start

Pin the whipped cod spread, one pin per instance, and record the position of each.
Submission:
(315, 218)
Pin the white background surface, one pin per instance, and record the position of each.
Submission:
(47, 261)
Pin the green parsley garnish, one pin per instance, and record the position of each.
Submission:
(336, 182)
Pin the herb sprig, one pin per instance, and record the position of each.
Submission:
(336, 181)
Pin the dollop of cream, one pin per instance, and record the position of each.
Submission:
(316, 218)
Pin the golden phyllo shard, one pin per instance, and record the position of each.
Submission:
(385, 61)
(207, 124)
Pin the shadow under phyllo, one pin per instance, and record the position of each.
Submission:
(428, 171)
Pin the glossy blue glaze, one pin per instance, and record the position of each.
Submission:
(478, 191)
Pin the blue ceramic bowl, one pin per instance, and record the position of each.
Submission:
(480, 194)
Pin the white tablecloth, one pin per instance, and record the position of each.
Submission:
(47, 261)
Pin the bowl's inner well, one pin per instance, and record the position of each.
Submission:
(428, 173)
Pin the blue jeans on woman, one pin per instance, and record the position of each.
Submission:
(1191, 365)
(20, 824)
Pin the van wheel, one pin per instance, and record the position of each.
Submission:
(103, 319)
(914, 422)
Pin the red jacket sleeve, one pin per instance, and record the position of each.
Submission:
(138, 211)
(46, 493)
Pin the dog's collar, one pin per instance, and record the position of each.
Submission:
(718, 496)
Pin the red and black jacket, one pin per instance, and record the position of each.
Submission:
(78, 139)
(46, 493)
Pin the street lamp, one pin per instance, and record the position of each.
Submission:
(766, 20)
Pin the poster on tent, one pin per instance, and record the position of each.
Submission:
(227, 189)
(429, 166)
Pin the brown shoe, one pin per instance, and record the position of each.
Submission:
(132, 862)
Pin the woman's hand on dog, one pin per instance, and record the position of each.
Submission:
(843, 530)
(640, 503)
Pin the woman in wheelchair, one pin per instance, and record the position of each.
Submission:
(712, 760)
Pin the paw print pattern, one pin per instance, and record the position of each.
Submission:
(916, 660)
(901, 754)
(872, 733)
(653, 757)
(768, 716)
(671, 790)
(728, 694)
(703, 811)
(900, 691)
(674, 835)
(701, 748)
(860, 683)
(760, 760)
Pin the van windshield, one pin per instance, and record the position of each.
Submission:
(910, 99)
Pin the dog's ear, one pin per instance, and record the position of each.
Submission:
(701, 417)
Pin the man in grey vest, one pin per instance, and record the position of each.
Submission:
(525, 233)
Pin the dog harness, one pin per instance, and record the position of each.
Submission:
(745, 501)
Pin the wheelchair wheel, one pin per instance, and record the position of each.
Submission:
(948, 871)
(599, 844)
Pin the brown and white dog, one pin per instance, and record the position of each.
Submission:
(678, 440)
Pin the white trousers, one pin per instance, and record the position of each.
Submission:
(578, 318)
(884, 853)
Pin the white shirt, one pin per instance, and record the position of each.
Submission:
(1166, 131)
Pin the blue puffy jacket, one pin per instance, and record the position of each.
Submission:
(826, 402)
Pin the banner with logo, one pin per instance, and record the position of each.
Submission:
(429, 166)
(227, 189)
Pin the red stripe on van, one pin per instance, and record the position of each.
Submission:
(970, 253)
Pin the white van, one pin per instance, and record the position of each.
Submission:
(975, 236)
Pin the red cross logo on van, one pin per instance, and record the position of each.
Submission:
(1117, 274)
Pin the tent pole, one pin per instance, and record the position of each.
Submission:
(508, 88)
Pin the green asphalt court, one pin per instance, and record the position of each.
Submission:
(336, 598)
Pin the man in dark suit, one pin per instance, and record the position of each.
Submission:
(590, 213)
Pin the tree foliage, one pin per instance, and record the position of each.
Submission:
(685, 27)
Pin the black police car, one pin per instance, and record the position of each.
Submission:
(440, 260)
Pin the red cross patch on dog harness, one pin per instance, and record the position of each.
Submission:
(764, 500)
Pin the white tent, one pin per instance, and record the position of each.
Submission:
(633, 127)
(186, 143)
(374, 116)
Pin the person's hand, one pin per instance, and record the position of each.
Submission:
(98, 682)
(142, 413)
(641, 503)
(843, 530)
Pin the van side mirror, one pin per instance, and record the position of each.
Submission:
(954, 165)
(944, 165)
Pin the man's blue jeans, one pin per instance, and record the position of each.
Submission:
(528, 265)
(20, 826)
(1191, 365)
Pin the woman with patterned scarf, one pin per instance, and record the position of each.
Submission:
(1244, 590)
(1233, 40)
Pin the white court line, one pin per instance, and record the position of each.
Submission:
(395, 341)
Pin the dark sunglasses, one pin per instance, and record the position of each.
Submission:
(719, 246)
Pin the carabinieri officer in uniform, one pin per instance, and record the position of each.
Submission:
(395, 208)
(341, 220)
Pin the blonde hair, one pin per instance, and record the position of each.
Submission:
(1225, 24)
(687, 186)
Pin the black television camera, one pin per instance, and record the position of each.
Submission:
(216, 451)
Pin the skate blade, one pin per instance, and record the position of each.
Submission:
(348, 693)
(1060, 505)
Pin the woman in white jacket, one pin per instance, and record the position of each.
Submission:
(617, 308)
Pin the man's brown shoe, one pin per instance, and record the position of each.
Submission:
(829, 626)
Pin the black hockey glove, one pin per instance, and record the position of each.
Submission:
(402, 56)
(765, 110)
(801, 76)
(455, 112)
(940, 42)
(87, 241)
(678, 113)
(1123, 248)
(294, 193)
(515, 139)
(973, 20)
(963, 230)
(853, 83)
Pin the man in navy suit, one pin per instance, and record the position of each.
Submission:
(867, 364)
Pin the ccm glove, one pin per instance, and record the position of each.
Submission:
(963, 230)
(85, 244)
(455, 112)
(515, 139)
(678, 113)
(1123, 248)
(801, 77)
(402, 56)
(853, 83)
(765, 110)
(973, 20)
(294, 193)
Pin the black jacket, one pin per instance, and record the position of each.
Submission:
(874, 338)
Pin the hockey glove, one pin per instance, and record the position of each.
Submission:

end

◆ **Problem requirements**
Copy out the full material exactly as it appears.

◆ **Expected output**
Pin the whipped cod spread, one pin per instance, and record the position of each.
Submission:
(315, 218)
Pin the white background surface, one pin per instance, and record the position of each.
Submission:
(47, 261)
Pin the green parsley garnish, one pin per instance, and record the position of each.
Submission:
(336, 182)
Pin the herb sprig, one pin per instance, and record the position of each.
Submission:
(336, 181)
Pin the dollop of cream, one pin per instance, and record the position of each.
Submission:
(316, 218)
Pin the golden phyllo shard, one pin per instance, and record the position of each.
Submission:
(385, 61)
(207, 124)
Pin the shadow under phyllo, one pin per instance, and record the position of each.
Submission:
(428, 171)
Pin the glossy blue glaze, one pin per instance, and record the position of each.
Submission:
(478, 191)
Pin the blue ceramic bowl, one pin per instance, and record the position of each.
Submission:
(480, 194)
Pin the white tablecloth, one pin per instance, and record the position of each.
Submission:
(47, 261)
Pin the bowl's inner well, one pin per instance, and record the position of each.
Submission:
(428, 173)
Pin the blue jeans on woman, one pin per instance, and record the position of each.
Submission:
(1191, 365)
(20, 824)
Pin the van wheel, one pin per instance, and record the position of each.
Submission:
(103, 319)
(914, 422)
Pin the red jacket sleeve, one pin per instance, and record the position of each.
Submission:
(138, 211)
(46, 493)
Pin the dog's collar, one pin per instance, and record the position of each.
Submission:
(718, 496)
Pin the red and black jacket, one pin per instance, and record the position of each.
Submission:
(78, 139)
(46, 493)
Pin the street lamp, one pin per instance, and record the position of each.
Submission:
(766, 20)
Pin the poster on tent, one pin per instance, and record the position of each.
Submission:
(227, 189)
(429, 166)
Pin the brown shoe, one pin per instance, and record the position of each.
Submission:
(132, 862)
Pin the woman's hand on dog, one pin per instance, and record the position of each.
Submission:
(843, 530)
(640, 503)
Pin the woman in wheelchair, one pin per instance, and record the position of each.
Submission:
(712, 760)
Pin the paw print pattern, one pin per instance, and record the position of each.
Submission:
(916, 660)
(901, 754)
(872, 733)
(653, 757)
(768, 716)
(671, 790)
(728, 694)
(703, 811)
(900, 691)
(674, 835)
(701, 748)
(860, 683)
(760, 760)
Pin the van windshield, one pin per instance, and record the position of each.
Submission:
(910, 99)
Pin the dog's ear, one pin per instance, and record the position of each.
Submission:
(701, 417)
Pin the man in grey vest, one pin per instance, and record the position of each.
Submission:
(525, 233)
Pin the dog harness, one pin per instance, and record the position of each.
Submission:
(745, 501)
Pin the wheelchair wheel, one pin per instance, and record the position of each.
Submission:
(948, 871)
(599, 844)
Pin the brown and white dog, one pin per instance, and record the position of each.
Submission:
(678, 440)
Pin the white trousers, one pin per instance, and record the position of each.
Submission:
(578, 318)
(884, 853)
Pin the white shirt, one pin per instance, and record the position of each.
Submission:
(1166, 131)
Pin the blue puffy jacket, one pin per instance, and record the position of each.
Submission:
(826, 402)
Pin the banner with logo, one pin per instance, and record the position of each.
Submission:
(429, 166)
(227, 189)
Pin the red stripe on van, one pin per instance, and record the position of each.
Submission:
(970, 253)
Pin the white van, one pin per instance, and record the position of each.
Submission:
(975, 236)
Pin the red cross logo on van, one pin per instance, and record the position of each.
Submission:
(1117, 274)
Pin the tent pole, one pin per instance, and record the position of each.
Submission:
(508, 88)
Pin the green asphalt court, one pin per instance, and record the position of each.
Submission:
(336, 598)
Pin the man in dark suit, one pin per instance, and record the position of each.
Submission:
(590, 213)
Pin the tree foliage, one pin per instance, and record the position of each.
Submission:
(685, 27)
Pin the black police car, one pin per instance, and record the position of each.
Submission:
(440, 260)
Pin the red cross patch on dog harness, one pin per instance, and record the position of each.
Submission:
(764, 500)
Pin the white tent, one pin per instance, and record the position of each.
Submission:
(633, 127)
(186, 143)
(374, 116)
Pin the person's hand, one pin per instance, and record the position of each.
Submission:
(98, 682)
(142, 413)
(641, 503)
(843, 530)
Pin the van side mirror, one pin per instance, and record the position of each.
Submission:
(954, 165)
(944, 165)
Pin the man's blue jeans, one pin per instance, and record the position of each.
Submission:
(528, 265)
(20, 826)
(1191, 365)
Pin the woman with patterned scarf, one pin per instance, and record the position of each.
Submission:
(1244, 590)
(1233, 40)
Pin the white court line, one pin per instance, and record the position of each.
Submission:
(395, 341)
Pin the dark sunglasses, one pin per instance, and record the position of each.
Submission:
(719, 246)
Pin the carabinieri officer in uniform, one pin per instance, and record the position of each.
Submission:
(395, 208)
(341, 220)
Pin the blonde hair, one pin per instance, and record the position of each.
Submission:
(1225, 24)
(687, 186)
Pin the black television camera, one pin per instance, and record the position of each.
Submission:
(216, 451)
Pin the skate blade, one pin per instance, and record the position of each.
Submission:
(348, 693)
(1060, 505)
Pin the woman in white jacket, one pin per instance, and record the position of each.
Submission:
(617, 308)
Pin the man's brown shoe, one pin per instance, and record the position of each.
Submission:
(829, 626)
Pin the black hockey glove, one pin per instance, and record the position of each.
Submission:
(402, 56)
(765, 110)
(801, 76)
(455, 112)
(940, 42)
(87, 241)
(678, 113)
(1123, 248)
(294, 193)
(515, 139)
(973, 20)
(963, 230)
(853, 83)
Pin the man in navy suit, one pin per instance, and record the position of each.
Submission:
(867, 364)
Pin the ccm glove, one pin per instance, and record the position of each.
Submission:
(963, 230)
(85, 244)
(455, 112)
(515, 139)
(678, 113)
(1123, 248)
(801, 77)
(402, 56)
(853, 83)
(765, 110)
(973, 20)
(294, 193)
Pin the black jacket, one pin per instance, and record the position of each.
Submission:
(874, 338)
Pin the hockey glove, one pin per instance, and record the position of each.
Submission:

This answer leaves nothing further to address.